__WHAT IS REQUIRED__:
When the line containing "box: [113, 4, 192, 397]" appears in the entries below, begin printing there and stop after the line containing "positive clicks: (359, 178)"; print each of those lines exactly and no other line.

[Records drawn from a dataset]
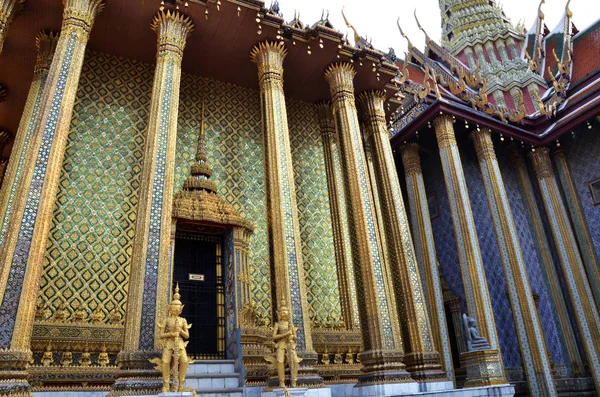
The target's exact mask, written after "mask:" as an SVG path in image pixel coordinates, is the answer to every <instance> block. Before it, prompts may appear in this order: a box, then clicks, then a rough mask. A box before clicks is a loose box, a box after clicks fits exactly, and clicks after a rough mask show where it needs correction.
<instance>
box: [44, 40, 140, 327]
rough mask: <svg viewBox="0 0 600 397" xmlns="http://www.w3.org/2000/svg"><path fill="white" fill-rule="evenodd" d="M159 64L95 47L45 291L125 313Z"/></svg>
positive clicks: (70, 152) (71, 154) (69, 165)
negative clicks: (146, 146) (138, 201)
mask: <svg viewBox="0 0 600 397" xmlns="http://www.w3.org/2000/svg"><path fill="white" fill-rule="evenodd" d="M151 85H152V68H151V67H149V66H148V65H144V64H141V63H138V62H135V61H130V60H127V59H123V58H117V57H112V56H109V55H106V54H100V53H93V52H90V53H88V54H87V55H86V60H85V63H84V66H83V70H82V74H81V80H80V85H79V89H78V91H77V99H76V103H75V108H74V116H73V121H72V123H71V131H70V134H69V138H68V143H67V148H66V156H65V160H64V162H63V170H62V174H61V177H60V183H59V193H58V199H57V204H56V208H55V210H54V218H53V224H52V228H51V231H50V237H49V244H48V249H47V251H46V257H45V264H44V272H43V275H42V279H41V292H40V297H41V299H42V300H44V301H46V302H47V306H48V309H50V311H51V312H54V310H55V309H56V308H58V307H59V306H60V304H61V302H62V301H63V300H65V301H66V304H67V305H66V307H67V309H68V310H69V311H70V312H71V313H73V312H74V311H75V310H77V307H78V305H79V302H84V307H86V308H88V310H89V311H92V310H95V308H96V306H97V305H98V304H100V305H101V307H102V309H103V311H104V313H105V317H107V315H108V313H109V312H110V311H112V310H113V309H114V308H115V307H117V308H118V310H119V311H120V313H121V315H124V313H125V298H126V294H127V282H128V277H129V262H130V255H131V242H132V237H133V232H134V231H133V226H134V222H133V221H134V220H135V212H136V207H137V195H138V188H139V176H140V171H141V165H142V157H143V147H144V132H145V130H146V127H147V118H148V105H149V103H150V93H151V88H152V87H151Z"/></svg>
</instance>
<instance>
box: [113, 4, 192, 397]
mask: <svg viewBox="0 0 600 397" xmlns="http://www.w3.org/2000/svg"><path fill="white" fill-rule="evenodd" d="M193 26H194V25H193V23H192V20H191V19H190V18H189V17H187V16H185V15H184V14H182V13H180V12H179V11H177V10H163V9H162V8H161V10H160V11H159V12H158V14H157V15H156V16H155V17H154V19H153V21H152V29H153V30H154V31H155V32H156V35H157V54H156V69H155V71H154V83H153V88H152V100H151V103H150V115H149V121H148V131H147V133H146V148H145V151H144V167H143V169H142V176H141V181H142V182H141V189H140V195H139V199H138V210H137V216H136V224H135V236H134V238H133V247H132V253H131V267H130V280H129V291H128V297H127V313H126V317H125V335H124V340H123V350H122V351H121V352H120V353H119V355H118V357H117V361H118V363H119V366H120V368H121V370H122V373H121V377H120V378H119V379H118V380H117V381H116V382H115V384H114V385H113V391H112V393H113V395H118V394H119V393H120V392H121V391H122V390H123V389H129V394H131V390H136V392H139V393H140V394H146V393H144V392H145V391H152V390H156V389H159V390H160V386H161V385H160V381H159V380H158V373H157V372H155V371H154V370H153V368H152V365H151V364H150V362H149V361H148V359H150V358H153V357H156V356H157V355H158V354H159V339H158V338H157V337H156V335H157V334H158V331H159V330H158V324H159V323H160V322H161V321H162V319H163V318H164V317H165V316H166V314H167V304H168V302H167V300H168V297H169V295H170V290H171V285H170V283H169V281H168V280H170V279H171V277H170V276H171V260H170V256H171V250H170V248H171V245H170V239H171V225H172V224H171V216H172V214H171V212H172V206H173V178H174V173H175V171H174V170H175V146H176V141H177V115H178V112H179V88H180V82H181V61H182V58H183V51H184V49H185V45H186V41H187V37H188V35H189V34H190V33H191V32H192V30H193Z"/></svg>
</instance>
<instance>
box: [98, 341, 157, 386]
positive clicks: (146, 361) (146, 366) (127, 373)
mask: <svg viewBox="0 0 600 397" xmlns="http://www.w3.org/2000/svg"><path fill="white" fill-rule="evenodd" d="M160 356H161V353H160V352H158V351H152V352H145V351H134V352H125V351H122V352H120V353H119V354H118V355H117V365H118V366H119V369H120V373H119V378H118V379H117V380H116V381H115V383H113V385H112V387H111V390H110V393H108V395H107V397H117V396H135V395H139V396H146V395H156V394H159V393H160V392H161V391H162V387H163V382H162V375H161V373H160V372H159V371H157V370H156V369H154V365H153V364H152V363H150V360H151V359H153V358H156V357H160Z"/></svg>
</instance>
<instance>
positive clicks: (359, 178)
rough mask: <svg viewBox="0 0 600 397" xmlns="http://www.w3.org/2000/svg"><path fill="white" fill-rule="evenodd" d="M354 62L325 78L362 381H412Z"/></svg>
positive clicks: (338, 64)
mask: <svg viewBox="0 0 600 397" xmlns="http://www.w3.org/2000/svg"><path fill="white" fill-rule="evenodd" d="M355 74H356V71H355V70H354V67H353V66H352V65H351V64H350V63H336V64H333V65H330V66H329V67H328V68H327V70H326V72H325V78H326V80H327V82H328V83H329V88H330V92H331V102H332V108H333V116H334V122H335V127H336V131H337V134H338V137H339V140H340V155H341V160H342V170H343V175H344V184H345V187H346V193H347V194H346V209H347V211H348V214H349V217H348V222H349V228H350V230H352V231H353V235H352V239H353V241H352V257H353V261H354V271H355V278H356V285H357V289H358V290H359V291H360V292H361V294H362V297H361V299H359V311H360V324H361V331H362V335H363V345H364V352H363V353H361V354H360V361H361V363H362V364H363V373H364V374H363V375H362V376H360V377H359V381H358V384H359V385H366V384H369V383H375V382H387V383H400V382H410V376H409V374H408V373H407V372H406V369H405V366H404V363H403V362H402V360H403V358H404V352H403V350H404V347H403V344H402V336H401V334H400V332H399V329H400V327H399V323H398V319H397V316H396V304H395V299H394V292H393V290H391V289H390V288H389V287H388V285H387V284H388V283H387V281H386V276H385V273H386V268H387V263H385V262H383V261H382V259H381V254H380V248H379V245H378V240H377V234H376V228H377V226H376V224H375V222H376V214H375V212H374V208H373V199H372V192H371V191H370V186H369V175H368V170H367V165H366V160H365V154H364V150H363V145H362V139H361V132H360V127H359V123H358V115H357V112H356V105H355V97H354V84H353V79H354V76H355Z"/></svg>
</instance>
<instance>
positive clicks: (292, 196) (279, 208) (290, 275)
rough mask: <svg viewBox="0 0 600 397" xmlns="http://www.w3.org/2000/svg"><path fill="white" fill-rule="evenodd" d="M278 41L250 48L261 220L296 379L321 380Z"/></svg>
mask: <svg viewBox="0 0 600 397" xmlns="http://www.w3.org/2000/svg"><path fill="white" fill-rule="evenodd" d="M286 54H287V50H286V48H285V46H284V44H283V43H281V42H279V43H273V42H263V43H260V44H258V45H256V46H255V47H254V48H253V49H252V52H251V57H252V61H253V62H254V63H256V65H257V67H258V80H259V87H260V98H261V106H262V109H263V112H262V113H263V120H262V122H263V142H264V147H265V174H266V179H267V182H266V188H267V214H268V218H267V224H268V227H269V245H270V247H269V249H270V261H271V269H273V272H274V280H275V299H276V306H277V307H279V306H280V305H281V304H282V303H283V302H290V303H289V305H290V309H291V310H290V311H291V313H290V314H291V318H292V320H293V323H294V326H296V327H297V328H298V332H297V336H298V342H297V343H298V344H297V349H298V353H299V355H300V356H301V357H302V358H303V360H302V362H301V363H300V376H299V378H298V382H299V383H300V384H322V382H323V379H322V378H321V377H320V376H318V375H316V373H315V372H314V370H313V369H312V366H313V365H314V364H315V363H316V361H317V354H316V352H315V351H314V349H313V345H312V334H311V323H310V316H309V315H308V301H307V299H306V285H305V275H304V266H303V264H302V251H301V249H302V248H301V245H300V244H301V241H300V226H299V224H298V213H297V205H296V187H295V183H294V175H293V168H292V152H291V148H290V137H289V129H288V121H287V111H286V107H285V95H284V93H283V60H284V58H285V56H286Z"/></svg>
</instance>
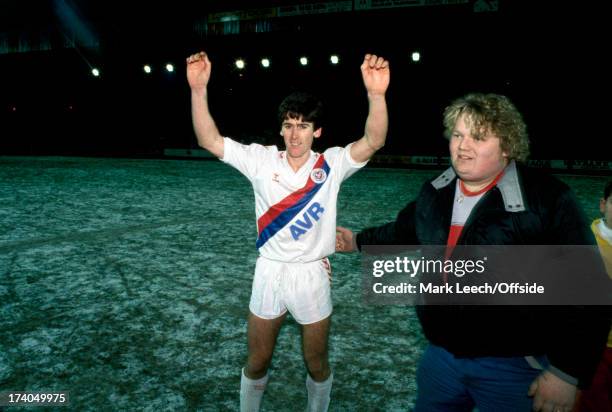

__TASK ANSWER__:
box: [113, 4, 192, 397]
mask: <svg viewBox="0 0 600 397" xmlns="http://www.w3.org/2000/svg"><path fill="white" fill-rule="evenodd" d="M193 26H194V25H193V23H192V20H191V19H190V18H189V17H187V16H185V15H184V14H182V13H180V12H179V11H177V10H163V9H162V8H161V10H160V11H159V12H158V14H157V15H156V16H155V17H154V19H153V21H152V29H153V30H154V31H155V32H156V35H157V54H156V69H155V71H154V83H153V88H152V100H151V103H150V115H149V121H148V131H147V133H146V148H145V151H144V167H143V169H142V176H141V181H142V182H141V189H140V195H139V199H138V210H137V216H136V224H135V236H134V238H133V247H132V253H131V267H130V280H129V291H128V297H127V313H126V317H125V335H124V340H123V350H122V351H121V352H120V353H119V355H118V357H117V361H118V363H119V366H120V368H121V370H122V373H121V377H120V378H119V379H118V380H117V381H116V382H115V384H114V385H113V391H112V393H113V395H118V394H119V393H120V392H121V391H122V390H123V389H129V394H131V390H136V392H139V393H140V394H146V393H144V392H145V391H152V390H156V389H159V390H160V386H161V385H160V381H159V380H158V373H157V372H155V371H154V370H153V368H152V365H151V364H150V362H149V361H148V359H150V358H153V357H156V356H157V355H158V354H159V339H158V338H157V337H156V335H157V334H158V331H159V330H158V324H159V323H160V322H161V321H162V319H163V318H164V317H165V316H166V314H167V304H168V302H167V300H168V297H169V295H170V290H171V285H170V283H169V281H168V280H170V279H171V277H170V276H171V260H170V256H171V250H170V248H171V245H170V239H171V225H172V224H171V216H172V214H171V212H172V206H173V178H174V173H175V171H174V170H175V146H176V141H177V115H178V112H179V88H180V82H181V61H182V58H183V51H184V49H185V45H186V41H187V37H188V35H189V34H190V33H191V32H192V30H193Z"/></svg>
</instance>
<instance>
box: [98, 341, 157, 386]
positive clicks: (146, 361) (146, 366) (127, 373)
mask: <svg viewBox="0 0 600 397" xmlns="http://www.w3.org/2000/svg"><path fill="white" fill-rule="evenodd" d="M160 356H161V353H160V352H158V351H152V352H145V351H134V352H125V351H122V352H120V353H119V354H118V355H117V365H118V366H119V369H120V373H119V378H118V379H117V380H116V381H115V383H113V385H112V387H111V390H110V393H108V395H107V397H117V396H135V395H139V396H146V395H156V394H159V393H160V392H161V391H162V387H163V382H162V375H161V373H160V372H159V371H157V370H156V369H154V365H153V364H152V363H150V360H151V359H153V358H156V357H160Z"/></svg>
</instance>
<instance>
positive clicks: (359, 178)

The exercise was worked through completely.